İş yerlerinde kadınların en çok maruz kaldığı davranışlardan biri olan mansplaining, İngilizce erkek “man” ve açıklama “explaining” kelimelerinin birleşmelerinden meydana gelen, erkeklerin küçümseyerek ve aşırı kendine güvenen bir şekilde karşısındaki kadının uzman olduğu konularda ona bilgi veya öğüt verme hadsizliği olarak açıklanabilir.
Bu her yerde karşımıza çıkabilir. Aileden özel hayata, televizyon programlarından iş yerlerine kadar. Özellikle televizyon programlarındaki “kadın haklarının” tartışıldığı programları bir hatırlayın. Erkeklerin çoğunlukta olduğu bu programlarda; yine her konuda doğal “uzman” erkeklerin tartıştıkları kadınlara haklarını nasıl elde etmeleri ve kullanmaları konusunda ders verdiklerine kaç kere rast gelmişsinizdir.
Merriam-Webster sözlüğüne 2018 yılında eklenen bir terim olan mansplaining, “ilk olarak Rebecca Solnit tarafından yazılan “Men Explain Things To Me: Facts Didn’t Get In Their Way” adlı bir makalede kullanılmıştı. Solnit tam olarak bu terimi kullanmasa da kendi deneyimlerinden yola çıkarak, mansplaining olarak bilinen terimi tanımlamış oldu. “daima kendisini yücelten erkek sendromu” olarak tanımladığı bu kavram daha sonra erkek egemen anlayışın kendine özgü davranışlarından biri olarak feminist literatüre girmeyi başardı.
Aslında mansplaining en keskin şekilde bir erkeğin bir kadından daha bilgili olduğu önyargısına dayanır. Önyargıyı farkına vararak veya varmadan karşısındaki kadını küçümsemek izler. Kadının eğitiminin, zekâsının veya deneyiminin hiçbir önemi yoktur, bir erkek her zaman her konuda bir kadından çok daha bilgilidir(!). Dolayısı ile ona öğütler vermek, tavsiyelerde bulunmak -üstelik konu karşısındaki kadının uzmanlık alanı bile olsa- bir erkeğin en doğal hakkıdır. Bunda da bir kötü niyet yoktur. Peki gerçekten de öyle midir? Elbette hayır; bu önyargı ve küçümseme kadın erkek eşitsizliğinin tüm kapılarını açacak kadar hayati öneme sahiptir.

Kayıtlı veriler:
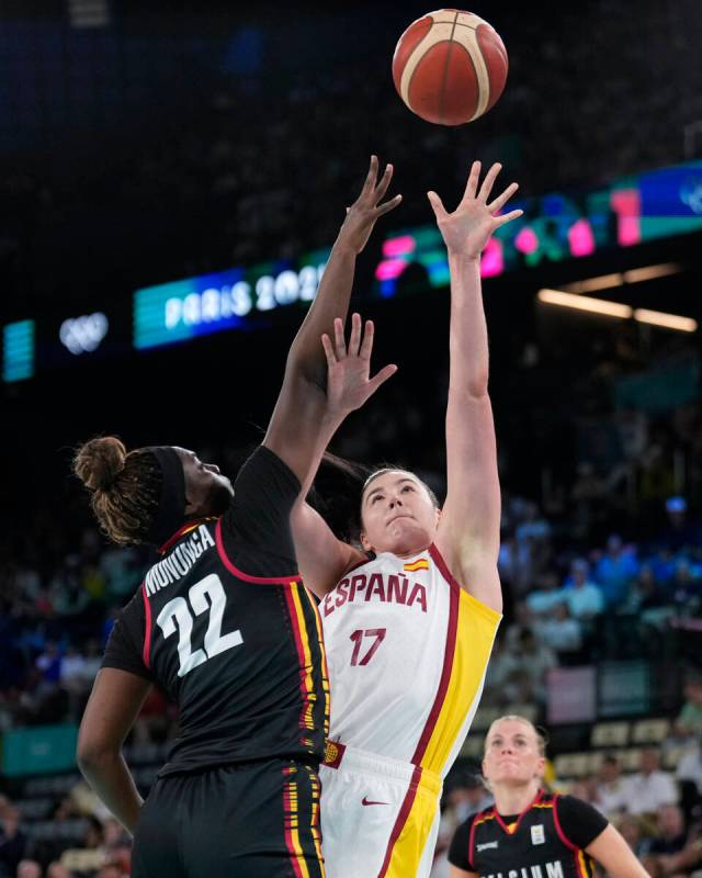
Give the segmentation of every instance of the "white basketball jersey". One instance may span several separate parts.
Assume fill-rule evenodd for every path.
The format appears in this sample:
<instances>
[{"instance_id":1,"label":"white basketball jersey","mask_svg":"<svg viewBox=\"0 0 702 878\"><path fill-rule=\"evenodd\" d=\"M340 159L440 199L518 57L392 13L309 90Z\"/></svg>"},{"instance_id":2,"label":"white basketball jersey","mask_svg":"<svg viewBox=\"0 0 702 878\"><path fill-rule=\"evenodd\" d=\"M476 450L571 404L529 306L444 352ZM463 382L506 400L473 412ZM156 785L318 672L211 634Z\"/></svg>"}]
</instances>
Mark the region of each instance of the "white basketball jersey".
<instances>
[{"instance_id":1,"label":"white basketball jersey","mask_svg":"<svg viewBox=\"0 0 702 878\"><path fill-rule=\"evenodd\" d=\"M330 741L444 777L477 709L500 615L461 588L434 545L354 567L319 610Z\"/></svg>"}]
</instances>

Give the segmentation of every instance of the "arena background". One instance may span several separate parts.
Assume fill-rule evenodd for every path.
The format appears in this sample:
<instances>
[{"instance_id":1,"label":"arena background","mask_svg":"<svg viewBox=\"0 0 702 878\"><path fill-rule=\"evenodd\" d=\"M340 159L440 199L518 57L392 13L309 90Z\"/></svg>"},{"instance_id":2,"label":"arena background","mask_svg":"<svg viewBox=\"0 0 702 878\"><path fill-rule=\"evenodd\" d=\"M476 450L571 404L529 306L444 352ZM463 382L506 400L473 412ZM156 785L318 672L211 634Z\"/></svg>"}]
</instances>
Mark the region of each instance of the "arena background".
<instances>
[{"instance_id":1,"label":"arena background","mask_svg":"<svg viewBox=\"0 0 702 878\"><path fill-rule=\"evenodd\" d=\"M539 296L700 320L698 3L474 3L510 75L458 128L414 116L393 87L395 42L424 5L194 7L0 4L0 875L128 875L128 842L73 748L149 558L97 533L71 449L116 432L236 472L371 153L395 164L404 203L360 260L355 302L377 320L376 362L400 371L333 448L439 492L449 295L424 192L452 205L474 158L500 160L525 211L484 280L506 620L435 876L486 795L485 729L514 710L547 729L554 787L673 874L656 852L694 846L702 818L699 331ZM127 748L144 792L176 725L154 696ZM649 780L656 759L675 801L634 793L666 786ZM661 804L681 806L684 830Z\"/></svg>"}]
</instances>

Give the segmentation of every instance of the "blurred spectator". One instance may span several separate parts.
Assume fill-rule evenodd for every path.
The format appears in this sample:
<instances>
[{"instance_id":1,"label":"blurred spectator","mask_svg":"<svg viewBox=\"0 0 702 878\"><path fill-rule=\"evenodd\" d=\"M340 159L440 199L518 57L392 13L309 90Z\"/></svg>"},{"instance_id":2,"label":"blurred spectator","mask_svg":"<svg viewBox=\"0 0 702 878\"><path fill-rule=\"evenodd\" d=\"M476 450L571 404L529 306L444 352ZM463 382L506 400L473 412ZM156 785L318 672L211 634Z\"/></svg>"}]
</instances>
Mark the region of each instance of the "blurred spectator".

Aşağıdakileri tamamlayın:
#1 Alıntı metne göre mansplaining terimi Merriam-Webster sözlüğüne hangi yılda eklendi?
#2 Alıntı metinde "İş yerlerinde kadınların" sözlerini içeren yerle açılıp "hadsizliği olarak açıklanabilir." ile kapanan bölümü, "hadsizliği" yerine "küstahlığı" koyarak düzenleyin.

Görev görev çözümler:
#1 2018 yılında.

#2
İş yerlerinde kadınların en çok maruz kaldığı davranışlardan biri olan mansplaining, İngilizce erkek “man” ve açıklama “explaining” kelimelerinin birleşmelerinden meydana gelen, erkeklerin küçümseyerek ve aşırı kendine güvenen bir şekilde karşısındaki kadının uzman olduğu konularda ona bilgi veya öğüt verme küstahlığı olarak açıklanabilir.